TASK SET:
[A] In the 3D printer post below, which of the test pieces showed any skew?
[B] Copy the 3D printer post below word for word from "I printed each" to "the second-largest component.".

GIVEN TEXT:
It’s not my fault!

It’s probably not my fault, at least.

If you’ve been following my blog (and why wouldn’t you?), you’ll know that I have had some issues with my 3D printer printing things skewed. It got particularly annoying a day or two ago when a five-hour print ended up unusable. It’s about time I got this problem sorted out. Annoyingly, it seems that every time I do a test print, the problem goes away. Indeed, a test print after the last failure was absolutely fine. Perhaps it is time to apply logic, and isolate the causal factor. My test prints tend to be small (so that they are quick and cheap), but I notice (or perhaps only care about) the problem on large objects which take a long time to print. This morning, I printed a set of test objects of increasing size, to see if the problem was size related. The objects I used as test pieces were simple hollow square-section blocks, connected by a thin strip. The model looked like this:


I printed each of the pieces individually, smallest first. The results were very interesting:

size-based distortion 2

size-based distortion 1

As you can see, the first three parts printed fine (I’m not worried about the finish quality, just the geometrical straightness). Only the largest one had any skew at all. The really weird thing is that the skew was pretty constant over the entire width. To me, this strongly suggests a printer firmware issue. If the hardware were misaligned, or a drive were slipping, I would expect to see this on all the prints. A structural problem would surely show up gradually as the parts grew bigger, or possibly show up more the further from the centre the print head moved. In fact, the skew at the centre is the same as the skew at the ends of the part, and there is no skew at all on the second-largest component.

DATA SUPPLIED:
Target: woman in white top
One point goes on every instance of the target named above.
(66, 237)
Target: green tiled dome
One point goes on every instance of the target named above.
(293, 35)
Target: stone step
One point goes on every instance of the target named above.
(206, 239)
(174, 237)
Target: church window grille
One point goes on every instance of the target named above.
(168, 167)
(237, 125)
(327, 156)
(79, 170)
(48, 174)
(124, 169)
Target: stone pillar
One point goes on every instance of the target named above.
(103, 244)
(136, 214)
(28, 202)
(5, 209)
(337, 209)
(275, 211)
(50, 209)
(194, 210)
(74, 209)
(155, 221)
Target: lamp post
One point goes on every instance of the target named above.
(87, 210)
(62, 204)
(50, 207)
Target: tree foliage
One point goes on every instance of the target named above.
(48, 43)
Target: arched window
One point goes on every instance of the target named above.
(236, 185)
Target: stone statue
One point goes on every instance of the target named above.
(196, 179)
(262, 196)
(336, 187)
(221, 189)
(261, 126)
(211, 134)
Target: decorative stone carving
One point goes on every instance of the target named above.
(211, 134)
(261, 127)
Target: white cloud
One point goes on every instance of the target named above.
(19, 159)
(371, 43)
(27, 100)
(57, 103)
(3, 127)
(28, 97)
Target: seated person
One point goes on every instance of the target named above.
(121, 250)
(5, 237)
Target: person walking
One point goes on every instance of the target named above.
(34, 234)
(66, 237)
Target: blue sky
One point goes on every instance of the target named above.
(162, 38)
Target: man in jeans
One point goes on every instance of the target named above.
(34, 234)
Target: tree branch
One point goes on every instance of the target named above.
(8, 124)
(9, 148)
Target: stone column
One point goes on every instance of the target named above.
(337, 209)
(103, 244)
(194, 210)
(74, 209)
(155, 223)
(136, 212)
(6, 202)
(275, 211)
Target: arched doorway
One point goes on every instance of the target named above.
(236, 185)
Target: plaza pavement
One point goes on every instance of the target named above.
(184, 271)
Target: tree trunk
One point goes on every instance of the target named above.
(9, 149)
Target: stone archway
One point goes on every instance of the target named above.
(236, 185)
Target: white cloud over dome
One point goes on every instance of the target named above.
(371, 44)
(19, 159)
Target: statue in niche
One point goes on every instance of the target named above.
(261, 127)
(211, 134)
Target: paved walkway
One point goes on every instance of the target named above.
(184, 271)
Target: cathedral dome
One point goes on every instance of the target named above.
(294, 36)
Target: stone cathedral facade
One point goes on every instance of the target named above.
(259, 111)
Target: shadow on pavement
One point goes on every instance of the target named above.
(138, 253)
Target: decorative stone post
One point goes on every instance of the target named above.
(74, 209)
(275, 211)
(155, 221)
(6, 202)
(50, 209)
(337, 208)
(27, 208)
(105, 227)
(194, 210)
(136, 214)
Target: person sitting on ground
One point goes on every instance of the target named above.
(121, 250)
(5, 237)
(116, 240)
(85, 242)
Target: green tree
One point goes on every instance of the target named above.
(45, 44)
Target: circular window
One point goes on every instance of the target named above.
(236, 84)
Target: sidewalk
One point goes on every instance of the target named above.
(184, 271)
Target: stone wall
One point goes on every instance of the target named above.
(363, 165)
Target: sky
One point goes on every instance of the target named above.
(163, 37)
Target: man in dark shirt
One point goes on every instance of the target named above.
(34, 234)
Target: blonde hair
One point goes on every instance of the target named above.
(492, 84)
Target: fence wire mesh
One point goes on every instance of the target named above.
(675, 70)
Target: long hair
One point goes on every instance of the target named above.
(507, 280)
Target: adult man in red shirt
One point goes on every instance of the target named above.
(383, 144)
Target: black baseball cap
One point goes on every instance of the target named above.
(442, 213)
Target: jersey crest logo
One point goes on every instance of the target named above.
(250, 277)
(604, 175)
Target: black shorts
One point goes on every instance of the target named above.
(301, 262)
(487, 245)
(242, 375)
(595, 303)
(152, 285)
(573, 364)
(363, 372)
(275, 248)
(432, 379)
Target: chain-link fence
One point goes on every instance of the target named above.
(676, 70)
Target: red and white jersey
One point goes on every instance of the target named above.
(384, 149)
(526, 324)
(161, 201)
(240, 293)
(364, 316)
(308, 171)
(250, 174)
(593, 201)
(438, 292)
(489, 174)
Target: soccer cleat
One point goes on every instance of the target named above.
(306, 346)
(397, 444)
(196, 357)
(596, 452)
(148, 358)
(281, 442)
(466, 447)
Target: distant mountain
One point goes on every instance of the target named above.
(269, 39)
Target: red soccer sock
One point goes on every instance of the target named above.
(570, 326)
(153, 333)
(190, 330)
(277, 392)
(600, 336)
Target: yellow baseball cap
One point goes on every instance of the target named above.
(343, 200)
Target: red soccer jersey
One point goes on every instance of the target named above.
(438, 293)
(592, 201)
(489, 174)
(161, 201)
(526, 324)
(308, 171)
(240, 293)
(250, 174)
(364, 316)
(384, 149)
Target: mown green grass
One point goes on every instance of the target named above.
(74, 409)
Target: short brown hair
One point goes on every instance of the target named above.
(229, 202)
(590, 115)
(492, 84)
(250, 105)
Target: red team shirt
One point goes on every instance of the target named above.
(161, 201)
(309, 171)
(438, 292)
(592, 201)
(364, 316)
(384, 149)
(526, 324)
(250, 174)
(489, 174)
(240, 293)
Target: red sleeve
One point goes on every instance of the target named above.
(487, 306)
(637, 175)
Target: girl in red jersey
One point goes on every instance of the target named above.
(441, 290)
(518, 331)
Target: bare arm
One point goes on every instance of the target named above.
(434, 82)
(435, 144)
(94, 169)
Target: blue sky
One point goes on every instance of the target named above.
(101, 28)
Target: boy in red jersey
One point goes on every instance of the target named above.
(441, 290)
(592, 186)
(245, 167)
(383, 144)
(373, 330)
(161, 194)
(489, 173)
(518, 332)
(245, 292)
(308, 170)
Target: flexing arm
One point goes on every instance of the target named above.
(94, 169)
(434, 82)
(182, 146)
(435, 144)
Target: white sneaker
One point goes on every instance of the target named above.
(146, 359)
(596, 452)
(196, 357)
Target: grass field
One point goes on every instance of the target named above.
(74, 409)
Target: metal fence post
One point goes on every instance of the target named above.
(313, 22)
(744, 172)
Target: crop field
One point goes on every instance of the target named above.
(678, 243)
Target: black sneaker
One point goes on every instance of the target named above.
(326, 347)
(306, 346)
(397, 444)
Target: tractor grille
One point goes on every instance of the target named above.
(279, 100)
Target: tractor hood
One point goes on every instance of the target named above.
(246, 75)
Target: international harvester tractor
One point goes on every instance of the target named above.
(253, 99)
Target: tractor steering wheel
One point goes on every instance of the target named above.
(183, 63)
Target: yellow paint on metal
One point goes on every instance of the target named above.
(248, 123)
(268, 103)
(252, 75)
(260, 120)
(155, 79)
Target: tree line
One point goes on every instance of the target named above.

TASK-BY-TASK RESULTS:
[A] Only the largest one.

[B]
I printed each of the pieces individually, smallest first. The results were very interesting:

size-based distortion 2

size-based distortion 1

As you can see, the first three parts printed fine (I’m not worried about the finish quality, just the geometrical straightness). Only the largest one had any skew at all. The really weird thing is that the skew was pretty constant over the entire width. To me, this strongly suggests a printer firmware issue. If the hardware were misaligned, or a drive were slipping, I would expect to see this on all the prints. A structural problem would surely show up gradually as the parts grew bigger, or possibly show up more the further from the centre the print head moved. In fact, the skew at the centre is the same as the skew at the ends of the part, and there is no skew at all on the second-largest component.